**WHAT TO DO:**
Pick out every line of the data below that contains the word "woman".

[Excerpts from a point labeling dataset]
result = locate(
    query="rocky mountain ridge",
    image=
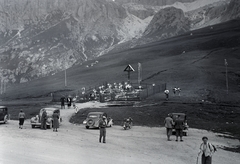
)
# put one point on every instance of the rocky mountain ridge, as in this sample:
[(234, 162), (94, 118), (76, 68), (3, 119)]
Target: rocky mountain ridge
[(41, 38)]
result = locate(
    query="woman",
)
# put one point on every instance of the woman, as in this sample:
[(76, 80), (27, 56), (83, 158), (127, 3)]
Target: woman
[(55, 121), (21, 117), (207, 151)]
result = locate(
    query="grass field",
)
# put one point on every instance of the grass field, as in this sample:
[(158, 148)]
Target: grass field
[(194, 63), (222, 118)]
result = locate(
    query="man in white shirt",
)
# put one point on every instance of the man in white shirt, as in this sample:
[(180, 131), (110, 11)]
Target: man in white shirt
[(207, 151)]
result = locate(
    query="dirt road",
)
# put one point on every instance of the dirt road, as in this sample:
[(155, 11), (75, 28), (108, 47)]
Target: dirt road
[(74, 144)]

**ANSWER TO THIS EXERCISE:**
    query="woman",
# put one point on every instance of the woman, as in this sample:
Target: woman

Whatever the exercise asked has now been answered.